** RECORD SET follows **

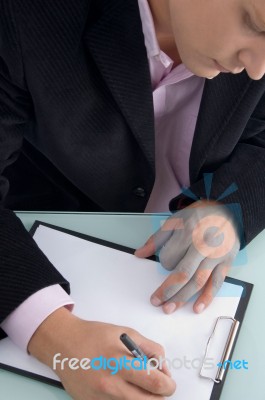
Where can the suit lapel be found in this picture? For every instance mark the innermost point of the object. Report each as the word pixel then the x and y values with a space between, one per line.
pixel 117 44
pixel 220 99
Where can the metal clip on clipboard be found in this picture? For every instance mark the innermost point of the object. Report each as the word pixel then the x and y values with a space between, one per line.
pixel 227 350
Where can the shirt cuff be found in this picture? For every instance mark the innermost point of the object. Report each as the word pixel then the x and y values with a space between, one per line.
pixel 21 324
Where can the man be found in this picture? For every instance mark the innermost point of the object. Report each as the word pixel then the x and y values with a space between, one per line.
pixel 76 81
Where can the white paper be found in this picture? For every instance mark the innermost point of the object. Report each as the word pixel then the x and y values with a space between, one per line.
pixel 113 286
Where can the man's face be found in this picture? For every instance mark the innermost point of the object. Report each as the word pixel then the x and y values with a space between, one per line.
pixel 228 32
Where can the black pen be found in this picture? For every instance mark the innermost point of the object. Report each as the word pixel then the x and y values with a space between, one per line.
pixel 132 347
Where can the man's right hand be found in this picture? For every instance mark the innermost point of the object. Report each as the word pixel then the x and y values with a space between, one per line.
pixel 72 337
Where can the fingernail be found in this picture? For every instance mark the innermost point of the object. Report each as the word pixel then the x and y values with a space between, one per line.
pixel 155 301
pixel 200 308
pixel 169 308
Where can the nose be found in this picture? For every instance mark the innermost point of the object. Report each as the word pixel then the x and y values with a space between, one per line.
pixel 254 61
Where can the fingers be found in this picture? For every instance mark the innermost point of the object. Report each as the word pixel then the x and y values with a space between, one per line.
pixel 156 241
pixel 123 390
pixel 151 380
pixel 176 281
pixel 212 286
pixel 155 350
pixel 196 283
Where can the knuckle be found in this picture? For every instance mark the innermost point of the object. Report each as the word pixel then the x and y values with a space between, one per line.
pixel 207 297
pixel 185 269
pixel 217 281
pixel 166 259
pixel 157 384
pixel 200 279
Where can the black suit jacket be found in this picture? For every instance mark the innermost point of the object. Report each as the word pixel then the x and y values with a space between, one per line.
pixel 75 84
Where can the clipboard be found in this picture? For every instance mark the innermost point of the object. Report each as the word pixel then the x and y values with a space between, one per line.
pixel 230 342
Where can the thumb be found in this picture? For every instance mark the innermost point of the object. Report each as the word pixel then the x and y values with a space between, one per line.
pixel 147 249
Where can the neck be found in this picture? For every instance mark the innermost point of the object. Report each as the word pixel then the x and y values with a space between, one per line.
pixel 161 16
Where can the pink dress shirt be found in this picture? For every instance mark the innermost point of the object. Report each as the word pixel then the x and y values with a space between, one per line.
pixel 177 94
pixel 176 97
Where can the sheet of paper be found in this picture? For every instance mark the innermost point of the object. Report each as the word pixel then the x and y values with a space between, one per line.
pixel 113 286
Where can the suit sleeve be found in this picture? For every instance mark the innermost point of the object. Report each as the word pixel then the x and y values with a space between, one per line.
pixel 24 269
pixel 241 178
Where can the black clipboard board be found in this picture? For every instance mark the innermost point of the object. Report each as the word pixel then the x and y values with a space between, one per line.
pixel 239 316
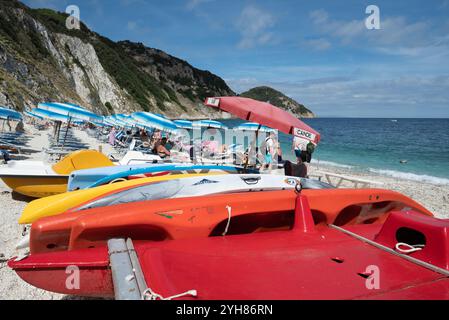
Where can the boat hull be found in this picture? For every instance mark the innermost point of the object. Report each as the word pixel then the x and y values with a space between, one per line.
pixel 37 180
pixel 298 264
pixel 200 217
pixel 37 186
pixel 60 203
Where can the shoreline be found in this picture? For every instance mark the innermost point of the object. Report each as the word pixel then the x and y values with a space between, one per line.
pixel 433 197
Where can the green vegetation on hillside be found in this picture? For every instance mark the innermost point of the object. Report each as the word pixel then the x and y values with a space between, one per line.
pixel 276 98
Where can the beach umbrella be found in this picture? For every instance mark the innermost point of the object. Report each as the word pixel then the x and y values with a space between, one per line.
pixel 8 114
pixel 252 126
pixel 153 121
pixel 184 124
pixel 126 119
pixel 45 114
pixel 30 114
pixel 116 120
pixel 209 124
pixel 265 114
pixel 71 110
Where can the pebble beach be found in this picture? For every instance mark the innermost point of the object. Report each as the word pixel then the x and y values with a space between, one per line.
pixel 432 196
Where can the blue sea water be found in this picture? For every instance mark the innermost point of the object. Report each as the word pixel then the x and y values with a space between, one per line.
pixel 379 146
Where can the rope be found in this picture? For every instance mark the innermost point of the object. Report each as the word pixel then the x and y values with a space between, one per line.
pixel 409 248
pixel 149 294
pixel 229 220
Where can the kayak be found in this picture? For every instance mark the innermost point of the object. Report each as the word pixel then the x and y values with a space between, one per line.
pixel 306 262
pixel 60 203
pixel 157 188
pixel 85 179
pixel 36 179
pixel 212 215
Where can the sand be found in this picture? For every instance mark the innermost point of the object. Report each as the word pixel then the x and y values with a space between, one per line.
pixel 432 196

** End of RECORD SET **

#### [WHAT TO WORK ON]
What is needed is a word-for-word copy of the data above, free of any images.

#### [SOLUTION]
Where can the suit lapel be found in this picture? For every instance mark the innermost point of the object. Report each as the word pixel then the x and y values with a space between, one per line.
pixel 117 44
pixel 220 99
Where can the metal clip on clipboard be found in this picture? For every instance mark the innermost point of the object. Report each as the word pixel then the x and y values with a space between, one per line.
pixel 227 350
Where can the shirt cuff be found in this picture? For every instance mark the innermost point of the object. Report each as the word pixel then the x and y values with a space between, one per line.
pixel 21 324
Where can the man be found in this picture? For every instance mark the innermost point of the object. Report each as the word pixel then the x and y values with a space between, one per line.
pixel 76 81
Where can the white paper be found in this picture? For every instance mark the innermost point of the object. Report each as the word pixel then the x and y values with a space between, one per line.
pixel 113 286
Where can the man's face be found in this picture? For every instance mark the innermost point of the object. Report each as the word pixel then the x and y values with a space between, one per line.
pixel 228 32
Where can the black pen be found in this picture? For every instance mark the innermost point of the object. Report each as the word pixel then the x and y values with a space between, one per line.
pixel 132 347
Where can the man's right hand be found in this picture? For every instance mark the innermost point of the object. Report each as the word pixel then the x and y values with a space between, one per line.
pixel 72 337
Where can the fingernail be found in this picture? For every instance mark the innermost point of the object. Report each as the word pixel then the x and y values with a space between, one per line.
pixel 155 301
pixel 200 308
pixel 169 308
Where can the nose be found in this picture? For every instance mark the innermost point of the object. Report each as the word pixel then the x and y values with a space between, one per line.
pixel 254 61
Where can the fingers be found in this picture? For every instance mark the innermost point of the object. Report each as the word pixel then the x and y values with a space between, one per line.
pixel 156 241
pixel 123 390
pixel 151 380
pixel 176 281
pixel 212 286
pixel 155 350
pixel 196 283
Where can the knuckle be found in this picture? For every instance mark the innermost point of the object. Report each as the word pixel then the x and y values with a space between, one per line.
pixel 207 297
pixel 185 269
pixel 217 281
pixel 166 259
pixel 157 384
pixel 200 279
Where can the black suit jacket be found in this picture? For every instance mark the innermost point of the object. Report each as the word pixel then the x and y values with a space between, one per line.
pixel 75 84
Where can the clipboard be found in this picture? For every instance mark the innermost point of the object. Report each as the word pixel then the x and y values with a space between, one per line.
pixel 230 342
Where can the thumb be found in this picture? For every instance mark the innermost point of the object. Report each as the word pixel then the x and y values with a space between, one per line.
pixel 147 249
Where can the neck be found in this picture? For every instance mark the innermost point of the object. Report each as the word pixel then the x and y values with a space between, one per line.
pixel 161 16
Where can the pink dress shirt be found in this picture? For every instance mark the innermost point of the object. Report each as the word pixel then the x and y values with a space between, one per line.
pixel 177 94
pixel 176 97
Where can the sheet of paper be found in this picture? For every instance mark the innermost point of the object. Report each as the word pixel then the x and y values with a space between, one per line.
pixel 113 286
Where can the suit sleeve be found in this picture? For every instance mark the innermost point of the object. Report each as the word pixel then the x and y values with a space between, one per line.
pixel 24 269
pixel 241 178
Where can the black clipboard board be found in this picture? For every instance mark the innermost point of the object. Report each as the word pixel then the x and y values with a space between, one per line.
pixel 239 316
Where can the boat hull be found in this picture? For every instance mark the innermost point of the object. Report each as the word pixel then the x and y values with a space between, one per line.
pixel 37 180
pixel 298 264
pixel 200 217
pixel 37 186
pixel 60 203
Where can the shoreline be found in this picture? For every instance mark the innermost point of the object. Report each as the word pixel then the x and y values with a space between, one per line.
pixel 433 197
Where can the green vegetation on hillside be found in this picture? For every instance mark the innermost point of the object. Report each as the word pixel then the x and y values with a space between, one per line.
pixel 276 98
Where can the beach umbrella be found in this picture? For every instance mark the innermost point of the object. Report each as the word pixel then the x and y values with a space between, one per line.
pixel 8 114
pixel 252 126
pixel 153 121
pixel 184 124
pixel 126 119
pixel 45 114
pixel 30 114
pixel 116 120
pixel 209 124
pixel 265 114
pixel 71 110
Where can the pebble beach be found in this picture? For every instance mark the innermost point of the object. Report each as the word pixel then the x and y values with a space between, one per line.
pixel 432 196
Where can the blue sea water be found in this picture? For every instance mark the innermost point of the object. Report each as the word pixel then the x and y values with a space between, one per line.
pixel 379 146
Where can the rope be found in this picture? For every instance mark the innermost point of the object. Report each as the word pixel then the x and y values with a space between, one per line.
pixel 409 248
pixel 149 294
pixel 229 220
Where can the kayak be found in this picture? For every instance mark the innermost point of the object. Report each as the word pixel then the x and y values with a space between, one per line.
pixel 306 262
pixel 60 203
pixel 157 188
pixel 85 179
pixel 36 179
pixel 212 215
Where can the sand be found in this picture? For every instance mark the innermost point of the object. Report each as the word pixel then the x and y values with a space between, one per line.
pixel 432 196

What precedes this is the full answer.